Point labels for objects
■ ■ ■ ■

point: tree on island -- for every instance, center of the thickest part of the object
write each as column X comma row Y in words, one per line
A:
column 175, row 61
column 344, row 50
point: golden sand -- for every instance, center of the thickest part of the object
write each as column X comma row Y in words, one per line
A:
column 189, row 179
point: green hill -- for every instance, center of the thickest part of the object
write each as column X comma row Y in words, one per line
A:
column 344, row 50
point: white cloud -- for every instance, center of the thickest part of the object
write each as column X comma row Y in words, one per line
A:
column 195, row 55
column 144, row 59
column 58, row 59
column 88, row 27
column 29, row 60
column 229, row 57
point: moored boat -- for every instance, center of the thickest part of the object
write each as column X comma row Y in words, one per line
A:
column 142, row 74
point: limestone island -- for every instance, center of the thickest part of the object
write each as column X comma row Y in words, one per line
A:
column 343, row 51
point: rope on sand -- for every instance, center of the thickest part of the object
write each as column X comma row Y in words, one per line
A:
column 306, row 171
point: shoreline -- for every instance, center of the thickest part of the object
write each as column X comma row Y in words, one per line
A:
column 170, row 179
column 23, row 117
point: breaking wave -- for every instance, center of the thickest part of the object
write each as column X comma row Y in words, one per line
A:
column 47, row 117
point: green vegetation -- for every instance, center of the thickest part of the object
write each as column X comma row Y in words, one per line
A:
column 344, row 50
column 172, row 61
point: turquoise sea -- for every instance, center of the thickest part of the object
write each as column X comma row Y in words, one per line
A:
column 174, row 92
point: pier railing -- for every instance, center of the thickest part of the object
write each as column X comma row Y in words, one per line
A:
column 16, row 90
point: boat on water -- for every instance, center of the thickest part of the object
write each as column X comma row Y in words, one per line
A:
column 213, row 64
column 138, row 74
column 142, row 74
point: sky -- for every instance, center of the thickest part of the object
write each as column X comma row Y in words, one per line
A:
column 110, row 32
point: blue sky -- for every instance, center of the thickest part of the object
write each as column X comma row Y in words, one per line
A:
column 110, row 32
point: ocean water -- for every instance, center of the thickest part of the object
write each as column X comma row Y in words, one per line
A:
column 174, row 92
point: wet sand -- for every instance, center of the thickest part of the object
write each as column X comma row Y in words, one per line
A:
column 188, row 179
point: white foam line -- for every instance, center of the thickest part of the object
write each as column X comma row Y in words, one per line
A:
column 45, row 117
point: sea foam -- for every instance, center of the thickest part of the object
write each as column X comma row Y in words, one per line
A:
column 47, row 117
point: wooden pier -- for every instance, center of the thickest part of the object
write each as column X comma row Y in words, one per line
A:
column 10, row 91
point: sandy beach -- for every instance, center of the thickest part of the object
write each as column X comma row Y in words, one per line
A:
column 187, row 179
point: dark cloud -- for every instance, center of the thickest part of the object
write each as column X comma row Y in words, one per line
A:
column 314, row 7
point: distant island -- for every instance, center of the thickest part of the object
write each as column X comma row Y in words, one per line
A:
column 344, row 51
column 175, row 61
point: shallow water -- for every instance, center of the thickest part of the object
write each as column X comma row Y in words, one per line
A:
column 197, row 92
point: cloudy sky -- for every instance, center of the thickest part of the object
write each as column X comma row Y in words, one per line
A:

■ ■ ■ ■

### [Aim]
Quote all of the entries above, line for line, without changing anything.

### [Final result]
point: tree on island -- for every instance, center of the thickest part of the object
write each as column X comma row Y in words, one per line
A:
column 175, row 61
column 344, row 50
point: golden sand -- for every instance, center of the thickest part of the object
write each as column X comma row Y in words, one per line
A:
column 189, row 179
point: green hill -- for every instance, center of the thickest part of the object
write each as column X comma row Y in words, one per line
A:
column 344, row 50
point: white cloud -- for every instance, center of the thickest part of the object
write each as column X comma row Y in words, one per line
A:
column 195, row 55
column 144, row 59
column 58, row 59
column 88, row 27
column 29, row 60
column 229, row 57
point: moored boat -- for every instance, center of the thickest part of the object
write each as column X comma row Y in words, one per line
A:
column 142, row 74
point: limestone island -- for every instance, center of the thickest part of the object
write each as column X comma row Y in words, one per line
A:
column 343, row 51
point: rope on sand -- for every instance, center of the thickest part of the object
write each as column X comma row Y in words, one per line
A:
column 306, row 171
point: shoreline -- for every instance, center of the thickest part of the object
write each as column X comma row Y in words, one per line
A:
column 170, row 179
column 23, row 117
point: breaking wave -- for every instance, center of the thickest part of the object
write each as column X comma row Y in words, one per line
A:
column 47, row 117
point: green vegetation -- for every instance, center of the thickest part of the object
write each as column X comma row Y in words, one per line
A:
column 344, row 50
column 172, row 61
point: turquoise sea -- for every instance, center of the thickest part of the object
write each as column X comma row Y in words, one per line
A:
column 174, row 92
point: pier railing -- for every instance, center of the thickest part of the object
write each as column X comma row Y in words, one per line
A:
column 16, row 90
point: boat on water -- for every instance, center of the thickest part of the object
write each as column X comma row Y in words, one per line
A:
column 213, row 64
column 138, row 74
column 142, row 74
point: sky -- for every instance, center of the thickest part of the object
write each as column X comma row Y in words, one per line
A:
column 110, row 32
point: blue sky -- for every instance, center of the thickest part of the object
write each as column X comma row Y in words, one per line
A:
column 110, row 32
point: ocean water -- for every instance, center of the thickest part of the object
write each as column X comma row Y in words, one per line
A:
column 174, row 92
point: wet sand -- for every instance, center of the thickest part of the object
write each as column X comma row Y in words, one per line
A:
column 188, row 179
point: white foam line -- for every instance, center of the thickest part of the object
write each as column X comma row Y in words, one per line
A:
column 45, row 117
point: sea foam -- for every instance, center of the thickest part of the object
write each as column X comma row Y in words, one per line
A:
column 47, row 117
point: wooden pier -- for every instance, center of the thickest part of the object
write each as column X comma row Y in words, one per line
A:
column 10, row 91
point: sandy beach -- for every instance, center of the thickest part of the object
write each as column X comma row Y in words, one per line
A:
column 187, row 179
point: dark cloud -- for every instance, center of the thickest part of the object
write each as column X comma row Y in words, one per line
A:
column 314, row 7
point: distant island -- for every instance, center of the thickest part of the object
write each as column X comma row Y in words, one per line
A:
column 344, row 51
column 175, row 61
point: shallow water -- for every instance, center of the thickest part of the object
write each as column X comma row Y in words, one per line
A:
column 197, row 92
point: cloudy sky -- for every instance, center of the thickest part of the object
write each as column X comma row Y in words, one per line
A:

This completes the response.